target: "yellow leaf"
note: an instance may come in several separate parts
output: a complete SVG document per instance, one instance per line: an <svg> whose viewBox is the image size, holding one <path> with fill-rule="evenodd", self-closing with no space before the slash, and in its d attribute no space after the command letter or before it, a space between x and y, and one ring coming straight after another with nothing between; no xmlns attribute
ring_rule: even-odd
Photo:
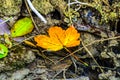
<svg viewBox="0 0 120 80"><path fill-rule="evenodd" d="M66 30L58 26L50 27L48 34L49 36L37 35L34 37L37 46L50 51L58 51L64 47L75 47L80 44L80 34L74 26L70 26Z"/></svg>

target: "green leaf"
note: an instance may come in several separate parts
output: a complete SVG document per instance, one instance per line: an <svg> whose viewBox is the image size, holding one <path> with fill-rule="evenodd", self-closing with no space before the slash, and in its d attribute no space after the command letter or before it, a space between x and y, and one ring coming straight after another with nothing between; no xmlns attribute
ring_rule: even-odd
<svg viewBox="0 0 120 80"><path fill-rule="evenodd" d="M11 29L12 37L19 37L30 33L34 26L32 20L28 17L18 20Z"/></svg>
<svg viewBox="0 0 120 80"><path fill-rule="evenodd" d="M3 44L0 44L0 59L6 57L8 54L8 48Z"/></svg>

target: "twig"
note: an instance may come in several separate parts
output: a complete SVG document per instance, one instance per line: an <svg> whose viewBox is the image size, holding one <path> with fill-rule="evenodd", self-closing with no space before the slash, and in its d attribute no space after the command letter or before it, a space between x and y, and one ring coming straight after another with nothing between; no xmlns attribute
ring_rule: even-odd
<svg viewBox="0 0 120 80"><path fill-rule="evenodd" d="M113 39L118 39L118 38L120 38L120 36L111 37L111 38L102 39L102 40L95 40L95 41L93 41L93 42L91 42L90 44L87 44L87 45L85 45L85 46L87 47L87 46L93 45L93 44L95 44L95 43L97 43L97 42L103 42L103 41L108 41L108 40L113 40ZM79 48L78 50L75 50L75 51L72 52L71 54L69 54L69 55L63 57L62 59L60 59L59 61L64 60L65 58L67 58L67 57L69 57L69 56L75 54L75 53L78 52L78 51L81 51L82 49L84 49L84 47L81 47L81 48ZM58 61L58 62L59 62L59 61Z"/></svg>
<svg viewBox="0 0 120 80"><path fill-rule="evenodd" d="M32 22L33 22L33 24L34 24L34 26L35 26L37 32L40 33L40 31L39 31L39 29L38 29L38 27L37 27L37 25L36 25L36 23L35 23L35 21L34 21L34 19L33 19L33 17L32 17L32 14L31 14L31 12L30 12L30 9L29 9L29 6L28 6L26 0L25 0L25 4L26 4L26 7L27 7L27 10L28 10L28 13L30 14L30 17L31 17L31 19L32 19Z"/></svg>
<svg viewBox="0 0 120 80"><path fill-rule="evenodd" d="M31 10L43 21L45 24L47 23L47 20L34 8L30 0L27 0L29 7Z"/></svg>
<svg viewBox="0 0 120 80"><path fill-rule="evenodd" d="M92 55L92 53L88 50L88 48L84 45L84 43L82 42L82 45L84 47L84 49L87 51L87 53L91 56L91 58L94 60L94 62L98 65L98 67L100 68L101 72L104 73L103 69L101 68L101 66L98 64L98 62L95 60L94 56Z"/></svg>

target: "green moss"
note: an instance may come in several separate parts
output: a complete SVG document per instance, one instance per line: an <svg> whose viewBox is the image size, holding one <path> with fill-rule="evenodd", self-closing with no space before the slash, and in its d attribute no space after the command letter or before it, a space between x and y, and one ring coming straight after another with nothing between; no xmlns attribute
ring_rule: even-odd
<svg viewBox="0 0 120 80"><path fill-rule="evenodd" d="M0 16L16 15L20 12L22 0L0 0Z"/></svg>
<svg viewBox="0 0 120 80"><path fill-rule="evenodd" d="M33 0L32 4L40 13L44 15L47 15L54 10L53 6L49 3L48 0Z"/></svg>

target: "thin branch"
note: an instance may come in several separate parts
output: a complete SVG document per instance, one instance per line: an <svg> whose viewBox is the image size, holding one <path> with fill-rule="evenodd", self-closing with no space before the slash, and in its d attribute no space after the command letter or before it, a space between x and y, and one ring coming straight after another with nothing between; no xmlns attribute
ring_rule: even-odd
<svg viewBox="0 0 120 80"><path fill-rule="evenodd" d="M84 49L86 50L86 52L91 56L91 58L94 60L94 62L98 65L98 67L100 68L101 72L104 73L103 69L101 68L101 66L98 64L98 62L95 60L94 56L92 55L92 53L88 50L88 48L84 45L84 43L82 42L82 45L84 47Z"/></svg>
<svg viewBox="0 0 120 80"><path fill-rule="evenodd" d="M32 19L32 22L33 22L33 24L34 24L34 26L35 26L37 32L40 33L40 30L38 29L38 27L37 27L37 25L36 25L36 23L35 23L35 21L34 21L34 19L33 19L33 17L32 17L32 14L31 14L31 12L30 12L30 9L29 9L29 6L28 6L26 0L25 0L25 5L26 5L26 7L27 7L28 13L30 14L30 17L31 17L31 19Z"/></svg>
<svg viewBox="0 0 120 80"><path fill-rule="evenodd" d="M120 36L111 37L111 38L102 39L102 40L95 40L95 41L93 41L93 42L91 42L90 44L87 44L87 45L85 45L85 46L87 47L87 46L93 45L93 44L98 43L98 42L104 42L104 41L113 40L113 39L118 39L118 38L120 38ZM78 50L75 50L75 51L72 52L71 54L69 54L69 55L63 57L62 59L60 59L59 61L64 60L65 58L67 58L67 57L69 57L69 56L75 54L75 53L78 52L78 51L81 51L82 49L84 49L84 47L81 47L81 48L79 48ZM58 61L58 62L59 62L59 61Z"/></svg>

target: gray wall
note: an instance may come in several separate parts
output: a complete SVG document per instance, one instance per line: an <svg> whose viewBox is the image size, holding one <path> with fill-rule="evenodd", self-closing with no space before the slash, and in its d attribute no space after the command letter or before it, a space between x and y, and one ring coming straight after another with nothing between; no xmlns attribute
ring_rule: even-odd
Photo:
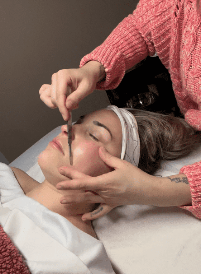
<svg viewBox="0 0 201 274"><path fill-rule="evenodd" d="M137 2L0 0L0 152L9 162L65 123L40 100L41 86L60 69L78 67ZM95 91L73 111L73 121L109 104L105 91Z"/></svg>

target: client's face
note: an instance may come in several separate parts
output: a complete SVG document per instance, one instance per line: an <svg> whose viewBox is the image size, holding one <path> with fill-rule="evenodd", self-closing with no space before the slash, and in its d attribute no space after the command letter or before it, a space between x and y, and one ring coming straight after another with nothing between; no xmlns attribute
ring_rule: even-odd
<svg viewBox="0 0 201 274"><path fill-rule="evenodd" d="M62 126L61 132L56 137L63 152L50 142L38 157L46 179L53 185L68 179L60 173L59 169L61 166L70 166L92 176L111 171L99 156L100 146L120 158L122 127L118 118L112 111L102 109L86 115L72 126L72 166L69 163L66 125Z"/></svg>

____________________

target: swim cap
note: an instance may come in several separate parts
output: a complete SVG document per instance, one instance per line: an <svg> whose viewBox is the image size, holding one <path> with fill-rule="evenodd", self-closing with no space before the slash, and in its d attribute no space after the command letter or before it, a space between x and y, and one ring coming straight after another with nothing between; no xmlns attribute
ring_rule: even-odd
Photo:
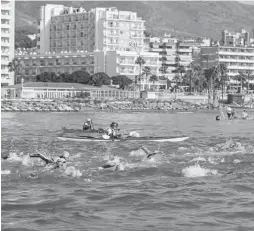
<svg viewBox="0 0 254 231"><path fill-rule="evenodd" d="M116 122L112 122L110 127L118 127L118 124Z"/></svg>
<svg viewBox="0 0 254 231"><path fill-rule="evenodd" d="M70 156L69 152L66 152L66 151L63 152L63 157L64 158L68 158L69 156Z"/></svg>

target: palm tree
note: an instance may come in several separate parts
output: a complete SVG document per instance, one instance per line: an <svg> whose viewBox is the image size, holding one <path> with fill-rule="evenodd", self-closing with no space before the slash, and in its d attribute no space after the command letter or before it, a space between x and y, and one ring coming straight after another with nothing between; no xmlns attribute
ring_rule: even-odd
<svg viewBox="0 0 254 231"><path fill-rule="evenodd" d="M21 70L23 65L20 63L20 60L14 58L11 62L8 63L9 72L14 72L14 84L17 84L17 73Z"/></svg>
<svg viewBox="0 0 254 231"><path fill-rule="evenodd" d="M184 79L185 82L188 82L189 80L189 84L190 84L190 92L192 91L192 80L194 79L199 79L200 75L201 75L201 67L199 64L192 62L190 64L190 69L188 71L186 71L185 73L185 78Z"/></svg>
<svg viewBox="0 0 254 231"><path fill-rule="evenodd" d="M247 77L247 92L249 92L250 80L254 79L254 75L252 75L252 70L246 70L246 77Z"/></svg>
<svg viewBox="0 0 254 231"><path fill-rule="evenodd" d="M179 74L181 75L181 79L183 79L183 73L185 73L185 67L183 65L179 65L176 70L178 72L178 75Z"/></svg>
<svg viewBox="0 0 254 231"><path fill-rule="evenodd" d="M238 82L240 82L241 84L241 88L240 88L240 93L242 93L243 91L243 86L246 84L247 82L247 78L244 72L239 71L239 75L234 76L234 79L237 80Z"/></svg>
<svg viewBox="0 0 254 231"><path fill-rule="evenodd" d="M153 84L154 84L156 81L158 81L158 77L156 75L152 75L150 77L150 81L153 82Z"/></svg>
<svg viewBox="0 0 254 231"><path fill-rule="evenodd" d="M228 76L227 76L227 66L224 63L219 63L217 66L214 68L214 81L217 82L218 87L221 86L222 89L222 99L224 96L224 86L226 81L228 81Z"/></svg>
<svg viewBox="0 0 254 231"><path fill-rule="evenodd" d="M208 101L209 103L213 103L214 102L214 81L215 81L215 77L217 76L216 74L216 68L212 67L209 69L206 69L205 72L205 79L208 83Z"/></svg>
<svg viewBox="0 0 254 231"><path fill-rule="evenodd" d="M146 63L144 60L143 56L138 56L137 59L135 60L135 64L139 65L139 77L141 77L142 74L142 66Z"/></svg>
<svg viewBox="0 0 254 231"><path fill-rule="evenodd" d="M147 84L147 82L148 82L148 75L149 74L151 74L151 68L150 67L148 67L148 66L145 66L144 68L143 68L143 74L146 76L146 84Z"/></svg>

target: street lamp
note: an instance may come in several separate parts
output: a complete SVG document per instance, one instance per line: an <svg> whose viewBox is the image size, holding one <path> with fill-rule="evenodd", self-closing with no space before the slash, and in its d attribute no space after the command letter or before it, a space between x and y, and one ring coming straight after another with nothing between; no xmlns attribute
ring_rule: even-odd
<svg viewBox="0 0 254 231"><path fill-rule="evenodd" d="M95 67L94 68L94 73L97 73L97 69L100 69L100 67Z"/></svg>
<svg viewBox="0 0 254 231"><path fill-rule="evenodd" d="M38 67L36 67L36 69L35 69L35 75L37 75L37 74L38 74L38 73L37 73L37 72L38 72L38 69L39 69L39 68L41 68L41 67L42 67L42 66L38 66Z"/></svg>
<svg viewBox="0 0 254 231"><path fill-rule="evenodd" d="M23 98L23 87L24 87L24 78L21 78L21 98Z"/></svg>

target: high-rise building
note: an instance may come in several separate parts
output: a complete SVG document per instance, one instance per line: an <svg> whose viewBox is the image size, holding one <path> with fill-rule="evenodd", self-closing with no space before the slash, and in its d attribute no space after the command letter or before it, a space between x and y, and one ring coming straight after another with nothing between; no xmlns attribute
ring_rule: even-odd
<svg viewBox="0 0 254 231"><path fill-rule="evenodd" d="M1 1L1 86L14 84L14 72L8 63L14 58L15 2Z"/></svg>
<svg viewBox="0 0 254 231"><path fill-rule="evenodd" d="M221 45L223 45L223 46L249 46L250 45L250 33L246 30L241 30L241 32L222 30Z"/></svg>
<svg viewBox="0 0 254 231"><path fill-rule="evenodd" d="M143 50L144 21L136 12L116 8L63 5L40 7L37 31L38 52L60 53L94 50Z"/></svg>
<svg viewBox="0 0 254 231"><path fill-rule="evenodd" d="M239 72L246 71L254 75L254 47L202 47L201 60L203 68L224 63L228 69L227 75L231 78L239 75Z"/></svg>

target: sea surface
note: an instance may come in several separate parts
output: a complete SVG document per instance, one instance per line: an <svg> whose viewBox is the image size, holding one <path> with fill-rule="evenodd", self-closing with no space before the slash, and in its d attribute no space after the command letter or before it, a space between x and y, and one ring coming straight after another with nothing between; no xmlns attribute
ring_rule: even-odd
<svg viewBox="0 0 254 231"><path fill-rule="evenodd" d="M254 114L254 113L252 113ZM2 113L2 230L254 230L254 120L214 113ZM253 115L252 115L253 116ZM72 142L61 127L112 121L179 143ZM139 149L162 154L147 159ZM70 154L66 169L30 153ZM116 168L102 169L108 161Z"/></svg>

____________________

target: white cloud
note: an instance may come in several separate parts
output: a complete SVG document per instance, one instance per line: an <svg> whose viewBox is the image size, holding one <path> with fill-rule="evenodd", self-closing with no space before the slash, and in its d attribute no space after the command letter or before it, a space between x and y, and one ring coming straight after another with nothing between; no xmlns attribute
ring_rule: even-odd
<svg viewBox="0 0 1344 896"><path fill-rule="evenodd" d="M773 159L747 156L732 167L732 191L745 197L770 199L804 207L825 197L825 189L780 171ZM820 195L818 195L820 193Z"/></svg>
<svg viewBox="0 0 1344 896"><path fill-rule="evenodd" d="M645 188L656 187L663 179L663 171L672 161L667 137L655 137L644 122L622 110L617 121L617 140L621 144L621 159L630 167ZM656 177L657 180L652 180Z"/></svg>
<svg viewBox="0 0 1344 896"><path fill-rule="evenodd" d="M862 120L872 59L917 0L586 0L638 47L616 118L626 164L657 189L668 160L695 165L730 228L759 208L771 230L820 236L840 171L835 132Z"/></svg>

____________________

Copy the items from the line that has "target: gray wall" through the line that has "2L0 0L0 152L9", changing "Photo" to "Image" and keeping everything else the same. Leave the pictures out.

target: gray wall
note: an instance may come in several separate parts
output: a complete SVG document per instance, one instance per line: an <svg> whose viewBox is the image size, holding one <path> with fill-rule="evenodd", self-closing with no space before the slash, and in its d attribute no space after the command letter or before it, a space between x and y, and one ring coming straight after another with nothing between; no xmlns attribute
ring_rule: even-odd
Image:
<svg viewBox="0 0 201 274"><path fill-rule="evenodd" d="M137 2L0 0L0 152L9 162L65 123L40 100L41 86L60 69L78 67ZM95 91L73 111L73 121L109 104L105 91Z"/></svg>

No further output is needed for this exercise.